Exercise
Reproduce the items below word for word, omitting the pictures.

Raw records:

-- BEGIN --

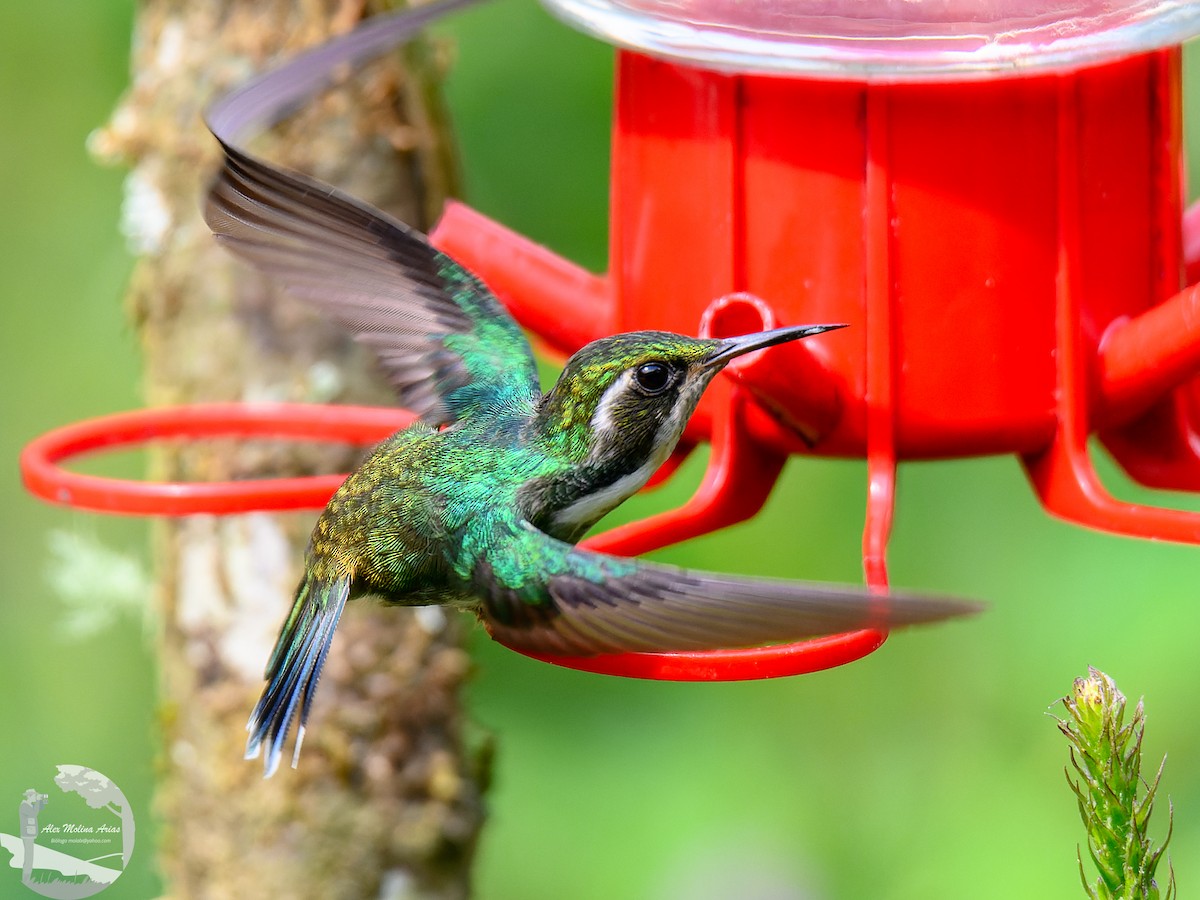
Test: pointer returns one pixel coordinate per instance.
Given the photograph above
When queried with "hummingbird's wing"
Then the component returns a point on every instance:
(445, 342)
(587, 604)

-- END --

Result of the exercise
Test: pointer returns one pixel coordinate per instance.
Given the photograph above
When queried with "hummingbird's wing"
Then the component returns a point on every instance:
(445, 342)
(587, 604)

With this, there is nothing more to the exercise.